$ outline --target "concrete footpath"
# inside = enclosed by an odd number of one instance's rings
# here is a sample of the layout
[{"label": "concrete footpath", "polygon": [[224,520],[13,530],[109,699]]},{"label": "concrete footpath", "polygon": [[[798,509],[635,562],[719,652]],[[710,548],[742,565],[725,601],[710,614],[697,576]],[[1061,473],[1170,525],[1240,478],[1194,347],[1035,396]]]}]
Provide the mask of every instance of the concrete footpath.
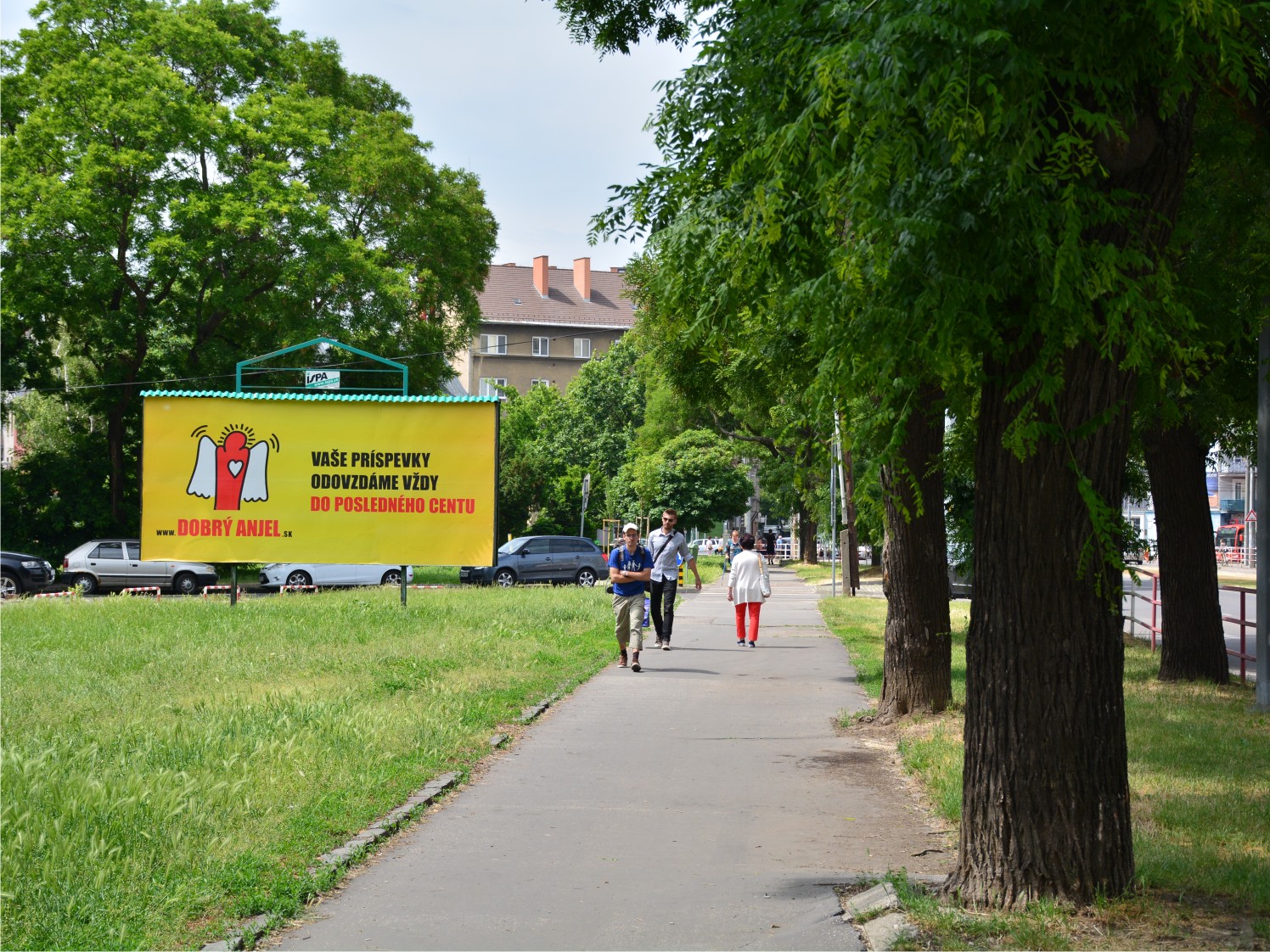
──────────────────────────────
Work instructions: Rewrite the lines of the material above as a Markdown table with a column named "Row" for the row number and a column named "Line" for the line itself. Leave out blank lines, and omit the pictures from your answer.

Exercise result:
| Row | Line |
|---|---|
| 1 | $ outline --target "concrete footpath" |
| 2 | # inside = enclosed by an odd number of one instance's rings |
| 3 | # here is a sample of the layout |
| 4 | [{"label": "concrete footpath", "polygon": [[224,520],[13,530],[109,699]]},{"label": "concrete footpath", "polygon": [[[798,509],[635,562],[719,652]],[[710,548],[742,565],[725,601],[710,614],[697,576]],[[1061,473],[1170,525],[1240,478],[1194,347],[1035,396]]]}] |
| 5 | Provide the mask of every instance of the concrete footpath. |